→ Photo-based referring expression data:
——————
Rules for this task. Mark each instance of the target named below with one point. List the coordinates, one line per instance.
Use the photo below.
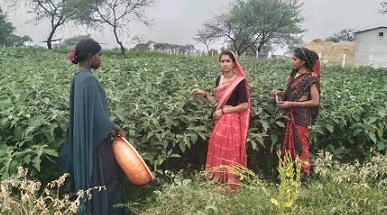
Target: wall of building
(371, 48)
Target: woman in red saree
(301, 100)
(227, 144)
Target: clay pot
(131, 162)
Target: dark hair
(310, 57)
(229, 53)
(84, 49)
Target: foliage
(57, 12)
(290, 178)
(203, 37)
(250, 24)
(7, 33)
(21, 195)
(149, 96)
(328, 192)
(117, 13)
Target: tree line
(247, 26)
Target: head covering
(311, 58)
(83, 50)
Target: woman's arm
(230, 109)
(204, 94)
(236, 109)
(313, 102)
(277, 92)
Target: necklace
(229, 77)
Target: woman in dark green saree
(87, 155)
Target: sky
(177, 21)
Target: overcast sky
(177, 21)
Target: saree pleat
(227, 144)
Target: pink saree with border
(227, 144)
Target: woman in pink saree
(227, 144)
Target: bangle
(205, 95)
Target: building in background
(371, 47)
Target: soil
(332, 52)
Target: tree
(57, 12)
(254, 23)
(7, 36)
(205, 38)
(117, 13)
(384, 8)
(343, 35)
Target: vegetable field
(149, 96)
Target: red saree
(227, 144)
(296, 138)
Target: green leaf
(330, 128)
(382, 113)
(274, 201)
(265, 126)
(381, 146)
(372, 137)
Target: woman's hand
(217, 114)
(198, 92)
(275, 92)
(285, 104)
(118, 132)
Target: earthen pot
(131, 162)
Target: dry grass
——————
→ What is expected: With the line containing "Target: green leaf" as the start and the last line of the entries as the end, print that whole span exactly.

→ Task result:
Target: green leaf
(330, 128)
(382, 113)
(274, 201)
(265, 126)
(381, 146)
(372, 137)
Target: woman's hand
(217, 114)
(198, 92)
(275, 92)
(285, 104)
(118, 132)
Target: earthen pot
(131, 162)
Target: dry grass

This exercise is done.